** Gegeven tekstfragment **
++++++++++++++++++++

Naar inhoud springen

Ngô Đình Diệm

Uit Wikipedia, de vrije encyclopedie
Naam (taalvarianten)
Ngô Đình Diệm in 1957
Ngô Đình Diệm in 1957
quốc ngữ Ngô Đình Diệm
IPA [ŋō dìŋ ɟi̯ɜ̂ʔm]?
hán tự 吳廷琰
Jyutping (Standaardkantonees) ng4 ting4 jim5
Portaal  Portaalicoon   Taal

Ngô Đình Diệm (Hué, Quang Binh, 3 januari 1901 - Saigon, 2 november 1963) was een Zuid-Vietnamees politicus. Van 1955 tot 1963 was hij president van Zuid-Vietnam. Zijn familienaam is Ngô en niet Diệm.

Achtergrond en vroege carrière

[bewerken | brontekst bewerken]

Ngô Đình Diệm werd geboren in Hué, de oorspronkelijke hoofdstad van de Nguyen-dynastie die over Annam regeerde. Ngô Đình Diệm was afkomstig uit een rooms-katholieke mandarijnenfamilie. Hij studeerde aan het seminarium in New Jersey.

In 1933 was Ngô Đình Diệm enige maanden minister van Binnenlandse Zaken in het kabinet van keizer Bảo Đại van Annam; hij trok zich echter terug uit protest tegen het Franse koloniale bewind.

In maart 1945 werd Vietnam door Japan bezet en de Japanners benoemden Bảo Đại tot keizer van heel Vietnam (dus niet alleen maar van Annam). De Japanners wilden aanvankelijk Ngô Đình Diệm aanstellen als premier, maar zagen hier op het laatste moment van af. Later dat jaar, na de Japanse capitulatie, werd Ngô Đình Diệm gedwongen om in ballingschap te gaan in China. In 1946 keerde hij naar Vietnam terug, waar Hồ Chí Minh hem probeerde over te halen om zich bij de communisten aan te sluiten, maar hier reageerde hij negatief op toen hij erachter kwam dat zijn oudere broer vermoord was door Hồ's aanhangers. Ook pogingen van keizer Bảo Đại (die op dat moment in Hongkong verbleef) om zich bij hem aan te sluiten, wees Ngô Đình Diệm af. Nadien leefde hij in ballingschap in de Verenigde Staten van Amerika.

++++++++++++++++++++

** Getoond materiaal **

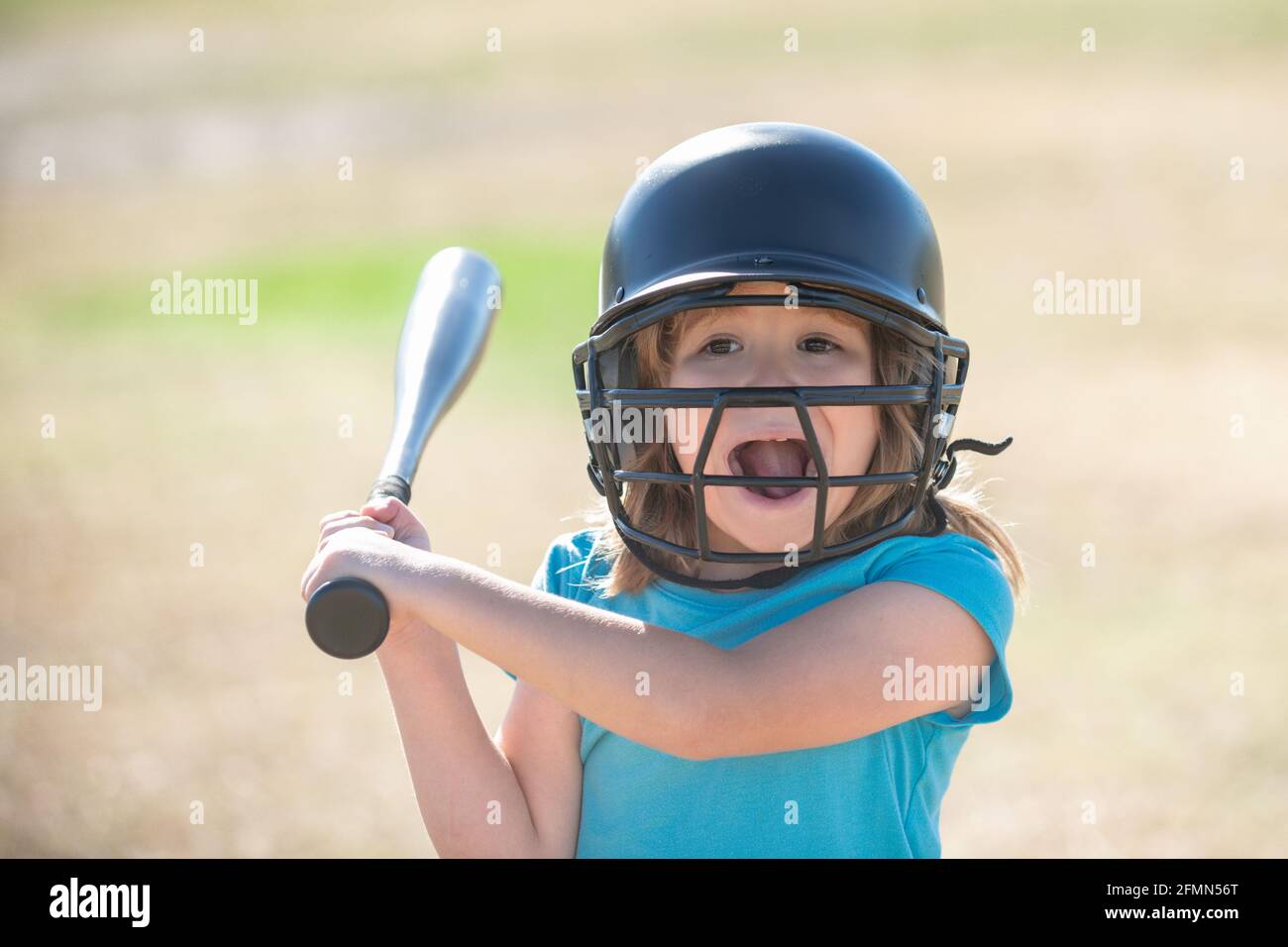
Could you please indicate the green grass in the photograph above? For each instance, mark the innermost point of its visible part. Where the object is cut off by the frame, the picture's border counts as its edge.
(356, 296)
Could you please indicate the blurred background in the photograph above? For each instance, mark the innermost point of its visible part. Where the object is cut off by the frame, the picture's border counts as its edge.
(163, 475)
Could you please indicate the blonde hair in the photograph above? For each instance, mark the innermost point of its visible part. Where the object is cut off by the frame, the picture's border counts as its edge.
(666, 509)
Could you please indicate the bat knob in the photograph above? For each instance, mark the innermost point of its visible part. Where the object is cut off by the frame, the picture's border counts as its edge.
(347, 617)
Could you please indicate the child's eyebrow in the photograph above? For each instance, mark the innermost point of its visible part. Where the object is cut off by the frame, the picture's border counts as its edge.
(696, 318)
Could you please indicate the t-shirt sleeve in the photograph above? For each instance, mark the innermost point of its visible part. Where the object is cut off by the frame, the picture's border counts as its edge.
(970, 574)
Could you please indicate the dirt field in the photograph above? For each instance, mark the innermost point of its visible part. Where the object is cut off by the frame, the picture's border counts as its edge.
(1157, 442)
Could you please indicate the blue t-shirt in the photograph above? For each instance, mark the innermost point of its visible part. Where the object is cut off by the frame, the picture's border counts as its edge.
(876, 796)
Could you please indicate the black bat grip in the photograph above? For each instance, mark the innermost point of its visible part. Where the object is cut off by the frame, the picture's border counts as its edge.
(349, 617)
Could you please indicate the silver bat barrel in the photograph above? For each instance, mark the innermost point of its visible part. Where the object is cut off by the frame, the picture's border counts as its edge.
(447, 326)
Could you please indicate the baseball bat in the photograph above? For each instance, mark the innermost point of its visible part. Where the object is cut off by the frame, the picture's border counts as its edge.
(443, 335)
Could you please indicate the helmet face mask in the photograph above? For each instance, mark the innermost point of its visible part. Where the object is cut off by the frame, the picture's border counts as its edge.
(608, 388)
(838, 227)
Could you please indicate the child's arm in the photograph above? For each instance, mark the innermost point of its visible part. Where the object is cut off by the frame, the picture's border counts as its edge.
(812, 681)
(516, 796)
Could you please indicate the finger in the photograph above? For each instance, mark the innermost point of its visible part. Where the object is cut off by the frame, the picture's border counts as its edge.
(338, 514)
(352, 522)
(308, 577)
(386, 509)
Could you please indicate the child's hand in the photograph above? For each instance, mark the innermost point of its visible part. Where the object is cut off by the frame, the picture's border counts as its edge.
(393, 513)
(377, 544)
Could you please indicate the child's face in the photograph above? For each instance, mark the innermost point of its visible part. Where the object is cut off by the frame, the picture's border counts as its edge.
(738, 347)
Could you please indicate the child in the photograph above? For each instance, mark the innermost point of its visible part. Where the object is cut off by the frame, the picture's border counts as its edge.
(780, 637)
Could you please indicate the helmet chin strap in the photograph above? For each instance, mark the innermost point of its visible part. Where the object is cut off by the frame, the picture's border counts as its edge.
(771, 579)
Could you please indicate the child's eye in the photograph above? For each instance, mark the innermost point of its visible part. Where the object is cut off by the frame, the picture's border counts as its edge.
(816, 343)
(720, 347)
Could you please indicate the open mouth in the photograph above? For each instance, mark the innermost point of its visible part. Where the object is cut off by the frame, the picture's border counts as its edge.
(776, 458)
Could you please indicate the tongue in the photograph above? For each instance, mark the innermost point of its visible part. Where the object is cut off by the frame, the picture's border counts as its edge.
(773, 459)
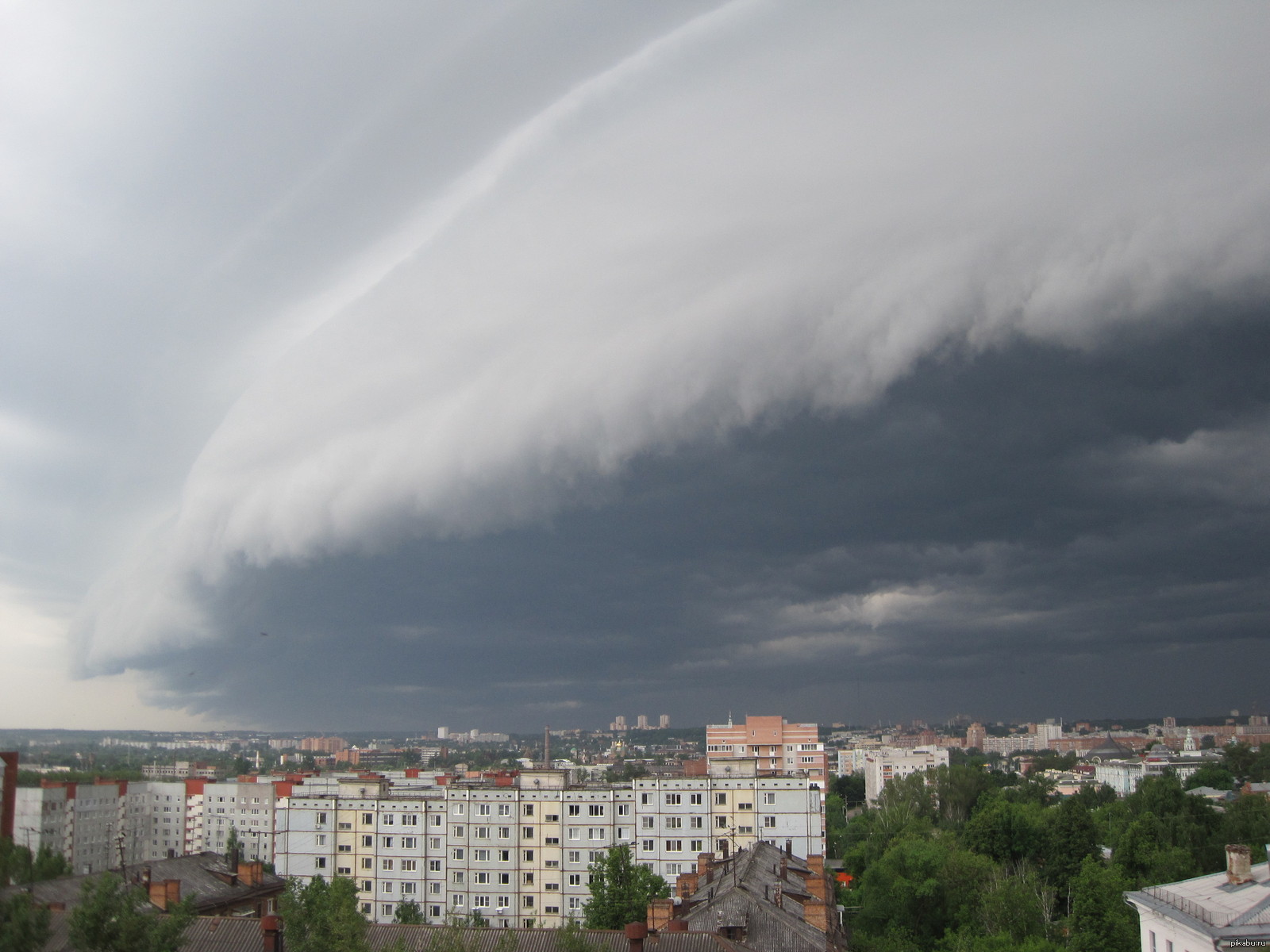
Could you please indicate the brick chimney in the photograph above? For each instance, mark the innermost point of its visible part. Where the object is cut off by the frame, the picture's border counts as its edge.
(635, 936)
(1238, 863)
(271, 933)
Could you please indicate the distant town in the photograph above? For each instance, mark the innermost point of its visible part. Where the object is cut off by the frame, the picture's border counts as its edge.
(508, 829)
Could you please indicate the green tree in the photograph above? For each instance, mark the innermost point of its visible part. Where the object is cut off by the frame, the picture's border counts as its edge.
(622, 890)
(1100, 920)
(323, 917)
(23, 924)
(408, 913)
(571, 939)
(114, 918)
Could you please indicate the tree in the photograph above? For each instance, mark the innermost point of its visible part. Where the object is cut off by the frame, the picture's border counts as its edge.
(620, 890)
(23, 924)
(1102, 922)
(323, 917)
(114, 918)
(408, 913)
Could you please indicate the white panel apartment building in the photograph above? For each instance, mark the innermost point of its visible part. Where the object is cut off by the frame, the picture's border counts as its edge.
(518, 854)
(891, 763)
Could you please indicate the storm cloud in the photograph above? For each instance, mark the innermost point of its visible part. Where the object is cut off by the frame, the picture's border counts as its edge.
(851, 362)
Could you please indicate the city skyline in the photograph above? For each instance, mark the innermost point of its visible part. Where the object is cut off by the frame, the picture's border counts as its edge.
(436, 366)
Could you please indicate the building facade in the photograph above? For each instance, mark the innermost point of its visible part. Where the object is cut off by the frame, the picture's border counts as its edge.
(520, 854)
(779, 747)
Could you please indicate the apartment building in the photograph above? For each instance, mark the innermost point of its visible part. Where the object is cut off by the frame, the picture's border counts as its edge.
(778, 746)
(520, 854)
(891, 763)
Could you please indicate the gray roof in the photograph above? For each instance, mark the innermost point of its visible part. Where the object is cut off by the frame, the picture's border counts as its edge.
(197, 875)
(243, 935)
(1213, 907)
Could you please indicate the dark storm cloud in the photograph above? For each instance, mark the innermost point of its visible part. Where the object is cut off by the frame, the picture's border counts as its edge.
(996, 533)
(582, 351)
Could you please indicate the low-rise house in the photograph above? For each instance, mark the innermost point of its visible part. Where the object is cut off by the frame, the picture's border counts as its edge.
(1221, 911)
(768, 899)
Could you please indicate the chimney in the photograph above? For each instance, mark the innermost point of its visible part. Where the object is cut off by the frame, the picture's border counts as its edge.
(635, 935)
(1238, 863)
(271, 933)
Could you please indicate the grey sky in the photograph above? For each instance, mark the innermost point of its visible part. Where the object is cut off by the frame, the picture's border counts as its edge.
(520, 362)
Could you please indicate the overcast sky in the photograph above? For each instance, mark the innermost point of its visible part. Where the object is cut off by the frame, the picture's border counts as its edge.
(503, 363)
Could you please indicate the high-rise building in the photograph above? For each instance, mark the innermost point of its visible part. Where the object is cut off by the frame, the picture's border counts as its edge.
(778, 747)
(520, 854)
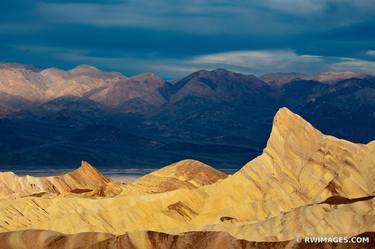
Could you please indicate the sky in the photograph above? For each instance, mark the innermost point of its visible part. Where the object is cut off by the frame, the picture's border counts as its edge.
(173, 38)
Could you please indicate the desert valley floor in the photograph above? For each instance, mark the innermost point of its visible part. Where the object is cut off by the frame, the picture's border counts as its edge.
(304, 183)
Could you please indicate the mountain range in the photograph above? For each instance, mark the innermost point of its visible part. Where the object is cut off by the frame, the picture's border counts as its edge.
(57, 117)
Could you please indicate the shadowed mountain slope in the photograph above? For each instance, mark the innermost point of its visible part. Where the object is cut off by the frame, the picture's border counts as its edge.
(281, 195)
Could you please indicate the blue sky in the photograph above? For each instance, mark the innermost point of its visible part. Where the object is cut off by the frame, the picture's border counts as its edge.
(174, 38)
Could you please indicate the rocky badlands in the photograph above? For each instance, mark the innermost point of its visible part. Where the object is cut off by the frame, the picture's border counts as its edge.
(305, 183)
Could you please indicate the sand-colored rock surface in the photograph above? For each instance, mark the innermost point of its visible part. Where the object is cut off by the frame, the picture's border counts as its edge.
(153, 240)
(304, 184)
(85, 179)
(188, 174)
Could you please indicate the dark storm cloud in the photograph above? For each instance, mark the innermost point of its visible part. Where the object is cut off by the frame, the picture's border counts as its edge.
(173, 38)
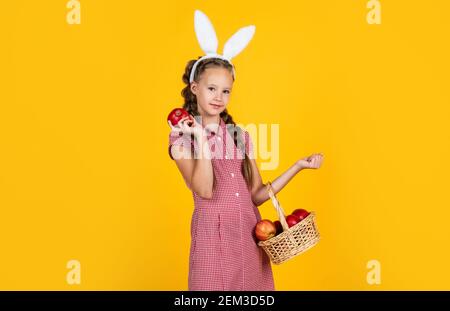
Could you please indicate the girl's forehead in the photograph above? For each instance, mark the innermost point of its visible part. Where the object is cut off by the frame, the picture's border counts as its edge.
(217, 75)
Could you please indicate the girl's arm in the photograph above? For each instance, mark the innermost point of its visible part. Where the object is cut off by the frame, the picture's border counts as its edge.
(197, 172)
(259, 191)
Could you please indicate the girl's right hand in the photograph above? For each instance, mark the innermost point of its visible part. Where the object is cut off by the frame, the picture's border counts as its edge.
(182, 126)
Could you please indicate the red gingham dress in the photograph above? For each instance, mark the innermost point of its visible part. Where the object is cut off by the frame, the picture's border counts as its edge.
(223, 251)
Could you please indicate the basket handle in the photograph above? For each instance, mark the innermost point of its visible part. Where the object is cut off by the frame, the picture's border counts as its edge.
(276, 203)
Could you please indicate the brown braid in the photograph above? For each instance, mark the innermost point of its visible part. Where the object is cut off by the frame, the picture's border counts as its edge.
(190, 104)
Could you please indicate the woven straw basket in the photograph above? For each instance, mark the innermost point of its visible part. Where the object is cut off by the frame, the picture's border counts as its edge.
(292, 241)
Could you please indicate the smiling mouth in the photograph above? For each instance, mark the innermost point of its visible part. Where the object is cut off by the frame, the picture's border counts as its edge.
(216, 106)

++++++++++++++++++++

** Opdracht **
Schrijf uit de tekst over Ngô Đình Diệm letterlijk alles over, van "[bewerken | brontekst" tot en met "in New Jersey.".

** Antwoord **
[bewerken | brontekst bewerken]

Ngô Đình Diệm werd geboren in Hué, de oorspronkelijke hoofdstad van de Nguyen-dynastie die over Annam regeerde. Ngô Đình Diệm was afkomstig uit een rooms-katholieke mandarijnenfamilie. Hij studeerde aan het seminarium in New Jersey.